Passage:

★ ★ ★ ★ ★

Hey newbies :) Welcome to our world, welcome to our world!
There are a ton of wonderful peeps here who can guide you through the world of IBS. The most common symptoms are bloating, gas, abdominal cramps, and either diarrhea, constipation, or both. Those are the hallmark symptoms, and you have to have them for a period of at least 12 weeks (can be intermittently) before an IBS diagnosis should be made. Also, some testing should be done to exclude other problems - about a gazillion million other things can cause similar symptoms, including food allergies, parasitic infections, bacterial overgrowth, etc.
In my humble (but sadly experienced) opinion, the following tests should be done at the get-go:
- Bloodwork. Complete blood count (CBC) and comprehensive metabolic panel (CMP), plus a sed rate (ESR) and C-reactive protein (CRP) if you are having other symptoms such as fever or blood in your stool.
- Stool studies. YUM! Three ova/parasite tests (O&Ps) are necessary because parasites and ova are shed intermittently in stools, so they may not catch 'em with just one. Even with three, it's not always a sure thing. These O&Ps are an absolute MUST if you've had any recent foreign travel. Also, fecal occult blood and fecal leukocyte tests should be done. IBSers should not have positive fecal occult blood or leukocyte tests.
- Colonoscopy. It's not that bad. Really. If you are having very bad constipation or diarrhea (going only a couple times a week or more than 10x/day) this is an important test to rule out cancer, inflammatory bowel disease, diverticulitis, etc. Also more important if you are over the age of 40.
about 1 in 5 Americans reportedly suffer from IBS, and most of them don't go to a physician about it because, honestly, most people don't really like talking about their poo. But if it is bothering you, interfering with your life, just go to the doctor. I promise you that no doctor is going to be grossed out by your story. I come from a huge family of doctors, hoping to be one myself, and I swear our dinner conversations used to revolve around blood, guts, and poo on a regular basis. Anyone with a doctor in the family will know exactly what I mean.
Keeping a food diary, like dbab suggested, is an absolute necessity and will make your doctor incredibly pleased and probably kiss your feet. Also keep a symptoms diary along with it: how many times you go a day, whether your stools are formed or not, when your stomach cramps occur, when you notice the most bloating, etc.
I can't really commiserate with anyone on this board who experiences bloating, gas, or constipation. Heck, according to the GI gods, I don't even have IBS. But I come here because people are very open, honest, caring, helpful, and no-holds-barred when they need to be. Again, welcome.

★ ★ ★ ★ ★

Assigned task:
Translate this sentence from the forum post about IBS into Spanish: "IBSers should not have positive fecal occult blood or leukocyte tests."

Records excerpted from a collection:
★ ★ ★ ★ ★

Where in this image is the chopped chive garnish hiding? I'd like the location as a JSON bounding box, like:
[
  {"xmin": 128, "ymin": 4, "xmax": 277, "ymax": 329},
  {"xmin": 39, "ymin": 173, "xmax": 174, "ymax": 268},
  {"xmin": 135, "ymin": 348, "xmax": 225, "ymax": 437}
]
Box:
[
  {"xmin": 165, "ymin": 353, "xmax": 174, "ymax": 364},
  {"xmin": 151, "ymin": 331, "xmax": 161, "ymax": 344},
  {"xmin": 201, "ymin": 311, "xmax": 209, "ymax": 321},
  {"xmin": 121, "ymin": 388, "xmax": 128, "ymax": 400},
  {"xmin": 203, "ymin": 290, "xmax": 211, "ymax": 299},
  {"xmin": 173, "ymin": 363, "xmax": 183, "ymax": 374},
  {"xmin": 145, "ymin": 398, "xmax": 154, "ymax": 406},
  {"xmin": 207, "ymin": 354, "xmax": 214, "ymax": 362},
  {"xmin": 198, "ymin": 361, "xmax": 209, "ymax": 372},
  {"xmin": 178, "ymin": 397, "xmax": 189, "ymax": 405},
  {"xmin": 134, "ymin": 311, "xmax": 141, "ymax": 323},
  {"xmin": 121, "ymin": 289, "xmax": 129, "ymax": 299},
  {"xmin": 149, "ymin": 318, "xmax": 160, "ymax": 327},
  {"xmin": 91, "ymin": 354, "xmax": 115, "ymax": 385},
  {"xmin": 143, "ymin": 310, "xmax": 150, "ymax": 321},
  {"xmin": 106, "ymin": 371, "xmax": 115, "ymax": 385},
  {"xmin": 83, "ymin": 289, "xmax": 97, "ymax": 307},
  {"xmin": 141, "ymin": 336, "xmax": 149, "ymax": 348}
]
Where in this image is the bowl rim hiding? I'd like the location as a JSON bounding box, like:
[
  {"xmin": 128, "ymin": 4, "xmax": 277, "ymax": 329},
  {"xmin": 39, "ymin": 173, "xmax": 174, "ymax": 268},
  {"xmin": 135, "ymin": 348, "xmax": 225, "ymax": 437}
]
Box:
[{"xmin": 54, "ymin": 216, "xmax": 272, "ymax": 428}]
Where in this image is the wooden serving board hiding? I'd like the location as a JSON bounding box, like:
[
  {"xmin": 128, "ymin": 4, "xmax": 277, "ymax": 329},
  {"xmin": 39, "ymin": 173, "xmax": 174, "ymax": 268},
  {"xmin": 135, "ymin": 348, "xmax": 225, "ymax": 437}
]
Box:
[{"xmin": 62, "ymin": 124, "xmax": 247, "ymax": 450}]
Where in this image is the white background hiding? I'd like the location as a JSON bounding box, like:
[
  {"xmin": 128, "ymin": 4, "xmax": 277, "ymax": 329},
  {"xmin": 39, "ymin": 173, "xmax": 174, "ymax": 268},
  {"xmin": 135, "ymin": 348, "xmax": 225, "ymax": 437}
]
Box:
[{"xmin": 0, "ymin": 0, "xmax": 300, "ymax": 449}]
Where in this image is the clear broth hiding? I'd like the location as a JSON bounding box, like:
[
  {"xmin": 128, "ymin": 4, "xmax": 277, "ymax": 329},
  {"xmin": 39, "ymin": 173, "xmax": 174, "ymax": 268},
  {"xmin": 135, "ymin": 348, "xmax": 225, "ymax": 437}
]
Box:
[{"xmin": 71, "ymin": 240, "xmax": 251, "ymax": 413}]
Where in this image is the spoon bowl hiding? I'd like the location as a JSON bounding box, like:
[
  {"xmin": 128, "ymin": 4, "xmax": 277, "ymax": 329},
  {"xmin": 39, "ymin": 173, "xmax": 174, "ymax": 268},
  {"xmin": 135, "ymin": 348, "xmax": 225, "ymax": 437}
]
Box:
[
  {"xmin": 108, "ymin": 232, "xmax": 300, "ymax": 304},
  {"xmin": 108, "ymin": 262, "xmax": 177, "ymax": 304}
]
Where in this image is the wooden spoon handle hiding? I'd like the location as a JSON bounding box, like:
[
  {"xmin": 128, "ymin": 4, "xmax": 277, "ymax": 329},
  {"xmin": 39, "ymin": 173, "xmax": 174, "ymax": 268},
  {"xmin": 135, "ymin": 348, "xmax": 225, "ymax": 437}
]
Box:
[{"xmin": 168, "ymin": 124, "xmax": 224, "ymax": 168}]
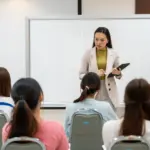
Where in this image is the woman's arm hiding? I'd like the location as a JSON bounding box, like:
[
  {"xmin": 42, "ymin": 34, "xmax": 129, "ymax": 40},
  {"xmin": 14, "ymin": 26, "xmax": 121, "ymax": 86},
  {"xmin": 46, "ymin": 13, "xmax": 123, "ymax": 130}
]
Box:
[
  {"xmin": 64, "ymin": 106, "xmax": 71, "ymax": 139},
  {"xmin": 79, "ymin": 50, "xmax": 90, "ymax": 79},
  {"xmin": 113, "ymin": 52, "xmax": 122, "ymax": 79}
]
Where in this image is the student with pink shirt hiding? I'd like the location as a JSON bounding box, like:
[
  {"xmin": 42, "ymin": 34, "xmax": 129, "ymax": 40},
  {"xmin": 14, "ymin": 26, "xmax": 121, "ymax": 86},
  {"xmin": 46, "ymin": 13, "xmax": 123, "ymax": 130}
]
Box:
[{"xmin": 2, "ymin": 78, "xmax": 69, "ymax": 150}]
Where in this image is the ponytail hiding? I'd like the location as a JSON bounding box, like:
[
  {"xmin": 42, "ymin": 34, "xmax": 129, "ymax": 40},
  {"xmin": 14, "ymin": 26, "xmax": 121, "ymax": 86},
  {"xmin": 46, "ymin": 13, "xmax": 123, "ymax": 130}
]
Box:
[
  {"xmin": 73, "ymin": 86, "xmax": 89, "ymax": 103},
  {"xmin": 8, "ymin": 100, "xmax": 38, "ymax": 138},
  {"xmin": 119, "ymin": 103, "xmax": 145, "ymax": 136}
]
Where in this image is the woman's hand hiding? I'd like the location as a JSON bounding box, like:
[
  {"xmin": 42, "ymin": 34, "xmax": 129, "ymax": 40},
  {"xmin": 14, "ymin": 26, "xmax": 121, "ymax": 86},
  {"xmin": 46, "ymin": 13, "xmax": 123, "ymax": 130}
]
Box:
[
  {"xmin": 112, "ymin": 68, "xmax": 121, "ymax": 75},
  {"xmin": 99, "ymin": 69, "xmax": 105, "ymax": 77}
]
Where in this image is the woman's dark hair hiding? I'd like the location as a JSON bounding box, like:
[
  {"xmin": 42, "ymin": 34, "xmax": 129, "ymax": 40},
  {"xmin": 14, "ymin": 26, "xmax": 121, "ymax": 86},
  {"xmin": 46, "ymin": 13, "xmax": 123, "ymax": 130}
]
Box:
[
  {"xmin": 74, "ymin": 72, "xmax": 100, "ymax": 103},
  {"xmin": 119, "ymin": 79, "xmax": 150, "ymax": 136},
  {"xmin": 0, "ymin": 67, "xmax": 11, "ymax": 97},
  {"xmin": 92, "ymin": 27, "xmax": 113, "ymax": 48},
  {"xmin": 8, "ymin": 78, "xmax": 43, "ymax": 138}
]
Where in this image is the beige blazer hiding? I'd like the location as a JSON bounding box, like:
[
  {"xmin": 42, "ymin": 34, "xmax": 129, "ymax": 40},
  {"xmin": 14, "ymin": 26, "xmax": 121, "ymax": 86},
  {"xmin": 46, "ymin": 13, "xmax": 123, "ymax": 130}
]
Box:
[{"xmin": 79, "ymin": 47, "xmax": 122, "ymax": 107}]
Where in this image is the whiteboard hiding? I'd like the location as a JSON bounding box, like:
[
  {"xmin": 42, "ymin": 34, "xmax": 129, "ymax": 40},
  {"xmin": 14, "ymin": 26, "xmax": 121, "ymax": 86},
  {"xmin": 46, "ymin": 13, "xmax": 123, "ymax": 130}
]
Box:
[{"xmin": 28, "ymin": 18, "xmax": 150, "ymax": 107}]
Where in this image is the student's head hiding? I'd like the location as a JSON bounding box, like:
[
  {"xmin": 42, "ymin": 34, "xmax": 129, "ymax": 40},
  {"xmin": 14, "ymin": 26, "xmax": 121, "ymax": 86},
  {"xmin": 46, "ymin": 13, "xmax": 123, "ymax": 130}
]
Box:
[
  {"xmin": 8, "ymin": 78, "xmax": 43, "ymax": 138},
  {"xmin": 93, "ymin": 27, "xmax": 112, "ymax": 50},
  {"xmin": 74, "ymin": 72, "xmax": 100, "ymax": 103},
  {"xmin": 120, "ymin": 79, "xmax": 150, "ymax": 136},
  {"xmin": 0, "ymin": 67, "xmax": 11, "ymax": 97}
]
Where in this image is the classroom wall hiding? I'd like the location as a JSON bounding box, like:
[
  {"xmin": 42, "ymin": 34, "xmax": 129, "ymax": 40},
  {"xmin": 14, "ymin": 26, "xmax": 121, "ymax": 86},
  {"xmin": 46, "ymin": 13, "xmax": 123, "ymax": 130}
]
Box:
[
  {"xmin": 0, "ymin": 0, "xmax": 77, "ymax": 82},
  {"xmin": 82, "ymin": 0, "xmax": 135, "ymax": 17},
  {"xmin": 0, "ymin": 0, "xmax": 144, "ymax": 82}
]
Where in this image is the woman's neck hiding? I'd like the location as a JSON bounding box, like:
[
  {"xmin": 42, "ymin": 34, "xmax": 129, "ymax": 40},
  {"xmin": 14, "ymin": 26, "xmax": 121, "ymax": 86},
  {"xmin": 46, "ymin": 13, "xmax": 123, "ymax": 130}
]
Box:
[{"xmin": 96, "ymin": 47, "xmax": 107, "ymax": 51}]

★ ★ ★ ★ ★

Written reply:
Las personas con SII no deberían tener resultados positivos en las pruebas de sangre oculta en heces ni de leucocitos fecales.